▸ **Parts of the exercise**:
#1 In the article about the Montana cyber-spy, what language did Shannen Rossmiller teach herself after the Sept. 11 terrorist attacks?
#2 Please go on with the article about the Montana cyber-spy, starting right after its last sentence.

▸ **Provided text**:
*** Begin section ***

NEW YORK — The nervous woman in a gray suit clicked on a photo lineup on an overhead screen labeled "Jihadi Martyrs." It flashed to mug shots of men with names like Abu Issa, an Al Qaeda recruiter, and Abu Jabber, a trainer.

A man in one photograph was pointing a machine gun.

"They are all me," said the blond mother from Montana, speaking before an audience of computer experts, law enforcement agents and investigators at the first International Conference on Cyber Security, held last week in New York. "These are all individuals I acted as on the Internet."

Shannen Rossmiller, 39, is a cyber-spy and former judge who taught herself Arabic after the Sept. 11 terrorist attacks and began infiltrating websites and chat rooms to hunt for terrorists. "I learned to act like them," she said. "I learned to be them."

As her children slept, she spent nights and mornings posing as more than two dozen Muslim militants from her home computer to gain information about planned attacks and terrorist cells across the world. Her investigations have led to two terrorism-related convictions in the U.S., and she has provided intelligence in dozens of other international cases.

Now she is trying to expand her one-woman operation by creating a "cybercore" of experts in language, data-mining and technology, dedicated to helping the government track terrorists. Rossmiller unveiled the idea at the FBI-hosted gathering of 400 from 40 countries at Fordham University.

With 5,000 terrorism-related websites operating at any given time, it's overwhelming to try to monitor all of them, Rossmiller said. "As soon as you take one down . . . they can upload the contents on another server in another part of the world. In a day or a couple of hours they can be up again. It's kind of like playing Whac-A-Mole."

She asked the audience: "How do we supplement what the government is already doing?"

Experts from Bulgaria, the Netherlands, China and the U.S. spent three days at the New York conference tackling the issue of cyber-crime -- including terrorism, child pornography and the underground economy in which passports, bank accounts and Social Security numbers are stolen, bought and sold.

*** End section ***

▸ **Information provided**:

*** Begin section ***

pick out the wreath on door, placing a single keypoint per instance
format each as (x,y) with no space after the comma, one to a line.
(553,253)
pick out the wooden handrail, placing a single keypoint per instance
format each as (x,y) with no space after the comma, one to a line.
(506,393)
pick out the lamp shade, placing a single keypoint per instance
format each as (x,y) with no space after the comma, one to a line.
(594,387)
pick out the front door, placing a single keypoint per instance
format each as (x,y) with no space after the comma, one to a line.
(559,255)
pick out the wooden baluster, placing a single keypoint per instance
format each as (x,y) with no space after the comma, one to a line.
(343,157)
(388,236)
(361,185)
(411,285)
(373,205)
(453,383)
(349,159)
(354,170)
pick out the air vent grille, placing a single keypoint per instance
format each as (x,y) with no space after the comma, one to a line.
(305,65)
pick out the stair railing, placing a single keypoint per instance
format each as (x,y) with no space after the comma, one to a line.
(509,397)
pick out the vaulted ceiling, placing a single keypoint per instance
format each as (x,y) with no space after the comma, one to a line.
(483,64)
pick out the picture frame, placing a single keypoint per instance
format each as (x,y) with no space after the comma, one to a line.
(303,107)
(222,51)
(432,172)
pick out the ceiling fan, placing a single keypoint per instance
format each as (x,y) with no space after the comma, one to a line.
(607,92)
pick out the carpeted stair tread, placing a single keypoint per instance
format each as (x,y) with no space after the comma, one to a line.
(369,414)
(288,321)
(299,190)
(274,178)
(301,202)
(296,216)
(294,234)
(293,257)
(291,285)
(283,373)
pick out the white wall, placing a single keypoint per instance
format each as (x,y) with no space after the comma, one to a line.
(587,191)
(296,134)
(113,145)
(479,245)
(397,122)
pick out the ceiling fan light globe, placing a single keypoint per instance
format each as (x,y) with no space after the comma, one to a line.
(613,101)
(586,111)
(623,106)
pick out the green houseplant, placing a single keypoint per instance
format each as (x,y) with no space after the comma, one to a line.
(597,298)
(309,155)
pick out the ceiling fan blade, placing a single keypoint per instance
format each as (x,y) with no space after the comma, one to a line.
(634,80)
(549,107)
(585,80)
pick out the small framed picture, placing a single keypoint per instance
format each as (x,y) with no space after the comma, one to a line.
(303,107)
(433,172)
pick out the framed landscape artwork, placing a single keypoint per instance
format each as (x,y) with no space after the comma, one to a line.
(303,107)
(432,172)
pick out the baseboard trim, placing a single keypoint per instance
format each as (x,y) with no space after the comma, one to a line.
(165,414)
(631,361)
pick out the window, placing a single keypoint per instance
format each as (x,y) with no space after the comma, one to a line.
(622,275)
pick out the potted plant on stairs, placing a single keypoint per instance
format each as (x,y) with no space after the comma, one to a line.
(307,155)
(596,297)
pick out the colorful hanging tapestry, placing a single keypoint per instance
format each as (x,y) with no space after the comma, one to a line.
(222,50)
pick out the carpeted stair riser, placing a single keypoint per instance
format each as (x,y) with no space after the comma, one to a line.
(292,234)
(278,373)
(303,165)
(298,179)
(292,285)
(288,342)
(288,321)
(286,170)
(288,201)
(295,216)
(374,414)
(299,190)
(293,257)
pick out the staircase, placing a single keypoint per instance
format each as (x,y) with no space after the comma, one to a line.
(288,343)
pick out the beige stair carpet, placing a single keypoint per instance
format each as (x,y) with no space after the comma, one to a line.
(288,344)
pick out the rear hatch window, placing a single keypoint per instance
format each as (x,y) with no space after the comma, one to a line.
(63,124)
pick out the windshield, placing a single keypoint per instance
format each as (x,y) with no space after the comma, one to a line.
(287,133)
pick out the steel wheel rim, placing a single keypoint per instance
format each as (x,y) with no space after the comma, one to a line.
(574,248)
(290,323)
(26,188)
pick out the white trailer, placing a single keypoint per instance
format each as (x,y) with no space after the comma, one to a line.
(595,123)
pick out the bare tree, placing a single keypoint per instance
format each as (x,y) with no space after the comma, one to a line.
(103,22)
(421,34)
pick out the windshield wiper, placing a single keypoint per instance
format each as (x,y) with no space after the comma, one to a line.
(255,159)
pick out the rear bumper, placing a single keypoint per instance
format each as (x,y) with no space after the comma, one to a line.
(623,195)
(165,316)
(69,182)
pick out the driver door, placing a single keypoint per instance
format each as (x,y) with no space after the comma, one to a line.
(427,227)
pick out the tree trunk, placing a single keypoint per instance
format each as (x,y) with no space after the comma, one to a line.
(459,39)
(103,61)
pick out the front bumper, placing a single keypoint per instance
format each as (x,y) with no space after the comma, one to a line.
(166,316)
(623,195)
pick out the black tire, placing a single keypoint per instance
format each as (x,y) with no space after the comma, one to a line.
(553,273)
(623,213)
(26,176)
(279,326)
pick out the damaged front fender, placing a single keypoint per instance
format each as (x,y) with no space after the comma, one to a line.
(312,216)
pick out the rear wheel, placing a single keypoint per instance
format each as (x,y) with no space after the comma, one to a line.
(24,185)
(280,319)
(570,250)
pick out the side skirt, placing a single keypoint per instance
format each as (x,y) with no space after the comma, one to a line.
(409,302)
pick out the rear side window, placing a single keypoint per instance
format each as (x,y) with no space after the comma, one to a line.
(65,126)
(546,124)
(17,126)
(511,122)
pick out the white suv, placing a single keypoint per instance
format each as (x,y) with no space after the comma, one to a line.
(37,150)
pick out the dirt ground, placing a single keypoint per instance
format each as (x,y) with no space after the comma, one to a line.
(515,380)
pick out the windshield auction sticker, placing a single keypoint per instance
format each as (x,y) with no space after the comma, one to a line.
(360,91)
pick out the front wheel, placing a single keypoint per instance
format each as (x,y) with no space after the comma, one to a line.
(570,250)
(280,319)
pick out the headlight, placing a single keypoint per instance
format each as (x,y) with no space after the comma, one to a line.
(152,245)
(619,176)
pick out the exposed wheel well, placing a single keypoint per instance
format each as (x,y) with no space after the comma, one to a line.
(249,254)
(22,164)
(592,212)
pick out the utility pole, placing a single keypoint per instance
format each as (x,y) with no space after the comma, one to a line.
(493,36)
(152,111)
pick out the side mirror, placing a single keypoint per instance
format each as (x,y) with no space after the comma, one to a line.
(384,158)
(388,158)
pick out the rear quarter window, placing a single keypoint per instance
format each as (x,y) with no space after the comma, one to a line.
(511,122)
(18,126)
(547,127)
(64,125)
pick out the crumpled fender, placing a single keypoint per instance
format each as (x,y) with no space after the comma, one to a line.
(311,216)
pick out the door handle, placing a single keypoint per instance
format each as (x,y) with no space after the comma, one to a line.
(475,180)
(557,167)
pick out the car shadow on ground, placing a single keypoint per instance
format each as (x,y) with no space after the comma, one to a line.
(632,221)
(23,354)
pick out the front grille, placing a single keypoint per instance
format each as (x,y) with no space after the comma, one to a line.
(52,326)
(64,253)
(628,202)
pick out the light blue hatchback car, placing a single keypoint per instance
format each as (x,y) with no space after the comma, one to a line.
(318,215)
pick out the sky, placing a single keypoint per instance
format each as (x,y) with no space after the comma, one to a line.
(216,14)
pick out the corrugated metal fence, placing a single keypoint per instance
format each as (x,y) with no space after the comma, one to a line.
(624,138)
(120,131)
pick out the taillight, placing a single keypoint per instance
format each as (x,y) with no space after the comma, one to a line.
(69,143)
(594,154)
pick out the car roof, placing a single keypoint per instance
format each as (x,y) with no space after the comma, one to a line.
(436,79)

*** End section ***

▸ **Answers to the problems**:
#1 Arabic

#2
U.S. counter-terrorism agents are increasingly convinced it is important for countries' leaders to share experiences fighting cyber-crime. FBI Special Agent Anthony J. Ferrante was part of the New York squad that in 2006 reported uncovering a plot to blow up the PATH commuter train tunnel beneath the Hudson River. Law enforcement agencies lurked on Internet jihadi meeting rooms, monitoring chatter about the plans.

"That case involved targets scattered in 22 countries," said Ferrante.

"Clearly, the Internet is a tool for recruitment, radicalization and raising money for terrorists," said FBI Special Agent Thomas Nicpon. "Working on our mission, it has become apparent to me that many of these countries do not possess the cyber skills we have in New York."

Even so, law enforcement is limited in its manpower and rules, Rossmiller said.

"I'm just a private citizen," she told conference attendees, but by working within the confines of the law, her information led to the 2007 conviction of Michael Curtis Reynolds, who was accused of going on terrorist websites looking for money to blow up the trans-Alaska and transcontinental pipelines. Rossmiller posed as a jihadist, tricking Reynolds into revealing his plan.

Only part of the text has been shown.